(Natural-language object grounding data)
■ ■ ■

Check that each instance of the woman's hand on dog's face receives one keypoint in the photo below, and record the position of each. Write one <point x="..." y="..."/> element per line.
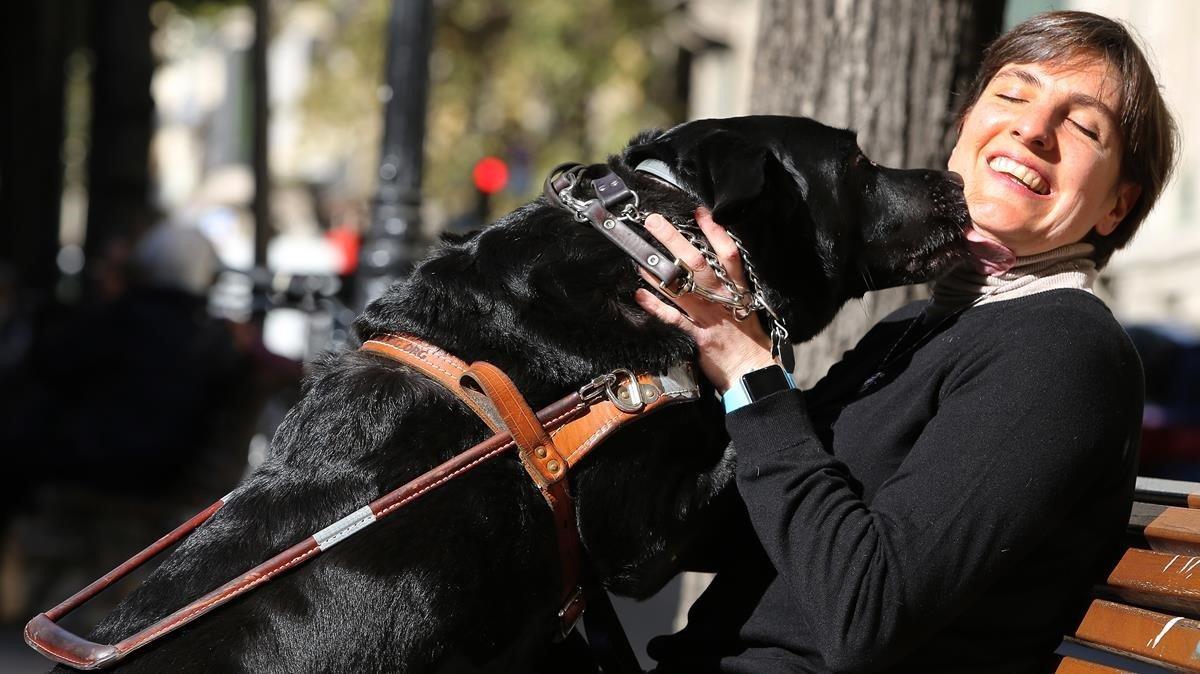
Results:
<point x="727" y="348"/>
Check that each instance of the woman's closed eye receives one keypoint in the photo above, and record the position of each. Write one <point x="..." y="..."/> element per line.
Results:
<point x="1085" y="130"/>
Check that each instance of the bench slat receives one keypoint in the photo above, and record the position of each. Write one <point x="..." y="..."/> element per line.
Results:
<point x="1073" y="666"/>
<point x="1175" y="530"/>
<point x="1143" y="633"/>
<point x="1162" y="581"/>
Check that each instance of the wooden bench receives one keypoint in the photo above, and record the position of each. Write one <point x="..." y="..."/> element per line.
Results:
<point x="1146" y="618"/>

■ ■ ■

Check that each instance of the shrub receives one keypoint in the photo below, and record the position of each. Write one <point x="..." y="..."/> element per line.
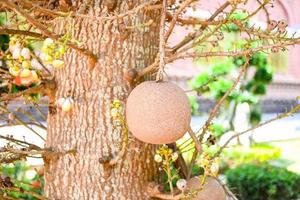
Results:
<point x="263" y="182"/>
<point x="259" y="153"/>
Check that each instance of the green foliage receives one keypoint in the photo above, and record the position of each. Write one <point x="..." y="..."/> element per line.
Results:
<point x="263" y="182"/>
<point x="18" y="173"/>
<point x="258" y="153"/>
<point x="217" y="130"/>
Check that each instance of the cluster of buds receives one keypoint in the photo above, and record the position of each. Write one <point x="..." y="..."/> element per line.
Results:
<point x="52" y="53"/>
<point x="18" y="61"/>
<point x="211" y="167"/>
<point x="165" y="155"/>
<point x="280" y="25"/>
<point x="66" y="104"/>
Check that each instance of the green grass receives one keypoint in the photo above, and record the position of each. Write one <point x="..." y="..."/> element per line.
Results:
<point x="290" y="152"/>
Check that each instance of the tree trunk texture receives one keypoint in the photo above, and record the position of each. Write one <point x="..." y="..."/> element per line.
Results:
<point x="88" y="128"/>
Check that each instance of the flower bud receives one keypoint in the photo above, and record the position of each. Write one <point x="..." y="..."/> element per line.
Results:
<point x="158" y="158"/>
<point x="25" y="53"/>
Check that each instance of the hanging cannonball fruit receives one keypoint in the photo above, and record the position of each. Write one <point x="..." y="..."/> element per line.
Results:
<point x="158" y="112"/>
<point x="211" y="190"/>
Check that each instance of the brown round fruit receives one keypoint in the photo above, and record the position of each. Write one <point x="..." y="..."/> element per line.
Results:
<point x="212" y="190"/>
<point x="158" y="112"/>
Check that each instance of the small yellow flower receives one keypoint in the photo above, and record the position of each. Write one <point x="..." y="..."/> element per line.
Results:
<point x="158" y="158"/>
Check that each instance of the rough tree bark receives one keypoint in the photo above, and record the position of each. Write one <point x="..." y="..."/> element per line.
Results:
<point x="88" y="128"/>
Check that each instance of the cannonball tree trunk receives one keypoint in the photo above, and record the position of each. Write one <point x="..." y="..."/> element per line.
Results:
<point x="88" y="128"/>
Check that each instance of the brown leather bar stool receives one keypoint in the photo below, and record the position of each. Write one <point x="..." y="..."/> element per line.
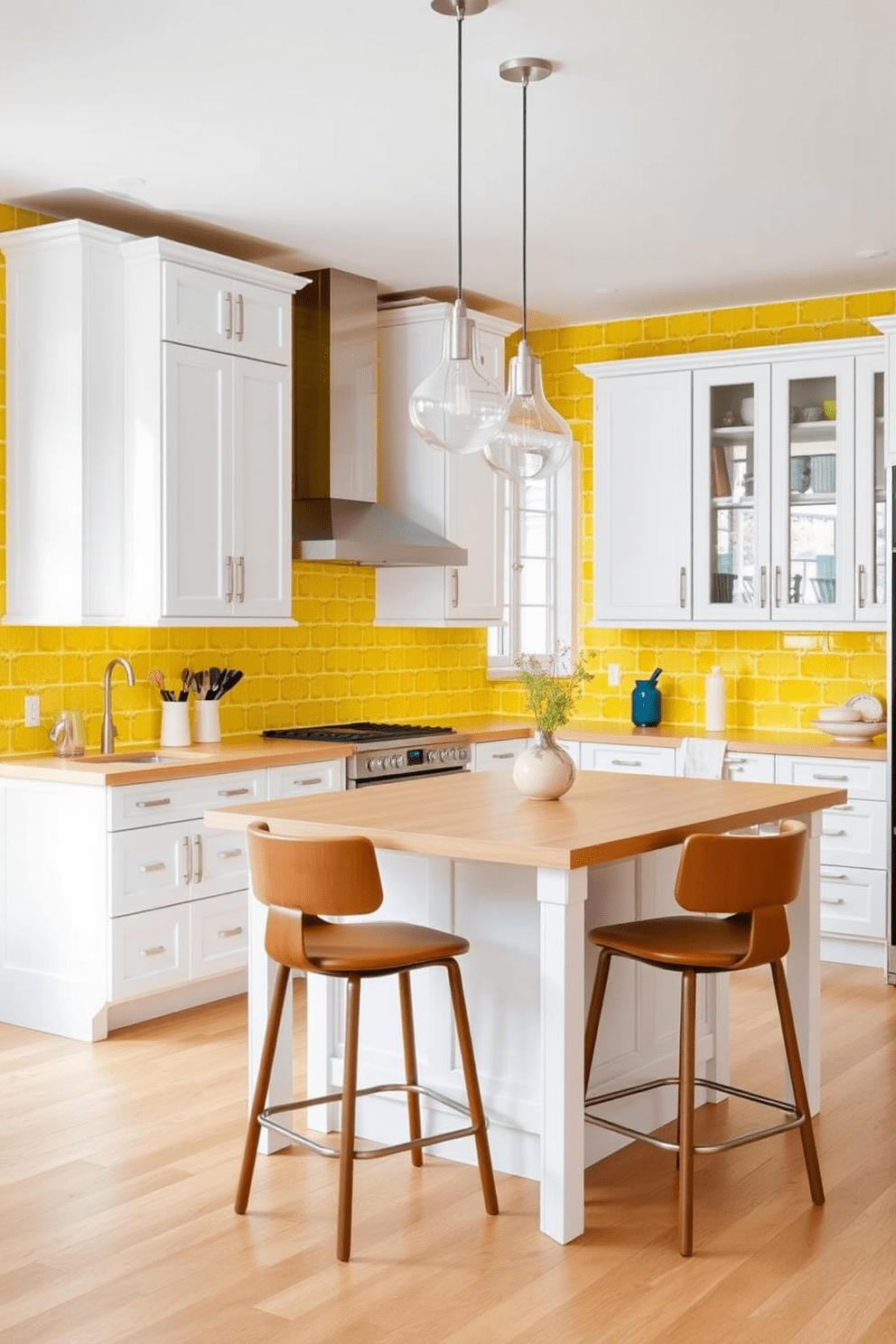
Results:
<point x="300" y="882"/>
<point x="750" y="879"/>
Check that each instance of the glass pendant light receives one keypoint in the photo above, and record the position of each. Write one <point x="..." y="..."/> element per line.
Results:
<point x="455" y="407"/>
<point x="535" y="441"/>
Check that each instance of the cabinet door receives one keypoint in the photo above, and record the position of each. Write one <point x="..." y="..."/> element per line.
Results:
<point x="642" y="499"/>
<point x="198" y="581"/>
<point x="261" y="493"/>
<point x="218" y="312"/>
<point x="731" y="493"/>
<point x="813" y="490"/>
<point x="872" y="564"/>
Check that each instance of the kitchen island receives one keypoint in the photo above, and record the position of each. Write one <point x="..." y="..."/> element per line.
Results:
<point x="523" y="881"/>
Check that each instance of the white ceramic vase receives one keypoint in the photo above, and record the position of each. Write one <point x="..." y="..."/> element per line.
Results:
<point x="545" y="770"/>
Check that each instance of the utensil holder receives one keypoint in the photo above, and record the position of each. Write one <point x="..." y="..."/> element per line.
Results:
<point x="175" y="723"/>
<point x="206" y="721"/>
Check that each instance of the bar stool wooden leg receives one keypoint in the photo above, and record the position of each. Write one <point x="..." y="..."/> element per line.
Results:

■ ■ ■

**WHAT THE EXERCISE ASKS**
Whenever the word "woman" occurs in a line above, copy that line.

**EXERCISE RESPONSE**
Check that each instance of the woman's hand on dog's face receives one keypoint in the photo below, and record the position of each. Write one <point x="..." y="..."/> element per line.
Check that each instance of the woman's closed eye receives one keypoint in the photo above, and record the position of each. Write one <point x="..." y="..."/> element per line.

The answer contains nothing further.